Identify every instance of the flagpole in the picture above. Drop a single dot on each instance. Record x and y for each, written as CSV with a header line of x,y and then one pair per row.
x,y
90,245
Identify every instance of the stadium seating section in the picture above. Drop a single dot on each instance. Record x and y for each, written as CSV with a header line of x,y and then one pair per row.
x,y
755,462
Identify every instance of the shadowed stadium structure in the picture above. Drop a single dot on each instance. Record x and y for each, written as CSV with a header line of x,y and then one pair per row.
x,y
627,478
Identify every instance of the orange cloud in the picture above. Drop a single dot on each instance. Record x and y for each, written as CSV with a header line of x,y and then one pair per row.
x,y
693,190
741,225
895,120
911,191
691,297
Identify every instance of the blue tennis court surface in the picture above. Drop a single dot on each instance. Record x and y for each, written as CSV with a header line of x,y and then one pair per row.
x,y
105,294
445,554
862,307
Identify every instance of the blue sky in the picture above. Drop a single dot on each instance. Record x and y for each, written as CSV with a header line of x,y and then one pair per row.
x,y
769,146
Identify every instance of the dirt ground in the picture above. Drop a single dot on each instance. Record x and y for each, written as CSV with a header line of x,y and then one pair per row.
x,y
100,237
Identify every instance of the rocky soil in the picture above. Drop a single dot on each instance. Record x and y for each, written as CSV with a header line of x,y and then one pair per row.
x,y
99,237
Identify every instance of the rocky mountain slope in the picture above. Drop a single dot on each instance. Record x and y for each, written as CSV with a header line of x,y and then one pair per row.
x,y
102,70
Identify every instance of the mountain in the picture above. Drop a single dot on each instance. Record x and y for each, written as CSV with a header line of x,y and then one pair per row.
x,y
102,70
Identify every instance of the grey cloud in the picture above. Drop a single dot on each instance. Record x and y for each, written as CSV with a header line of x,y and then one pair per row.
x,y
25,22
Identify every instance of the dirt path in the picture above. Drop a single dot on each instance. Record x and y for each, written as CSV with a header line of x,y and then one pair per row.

GOAL:
Print exactly the lines from the one with "Identify every instance of the mountain" through the end of the data, inclusive.

FINAL ANSWER:
Identify every instance of the mountain in the picture above. Drop a single dot on each instance. Record x and y for each, written as CSV with a header line of x,y and then one pair per row.
x,y
102,70
Identify every instance of the grey cloud in the picture above. Drop a single dot on each instance. Record x and y for each, written as CSV with a header line of x,y and then one pair per row.
x,y
25,22
Identify every instance of the dirt path in the picture above. Drop a single dot on each instance. Record x and y for each, written as CSV with a header line of x,y and then one pair per row.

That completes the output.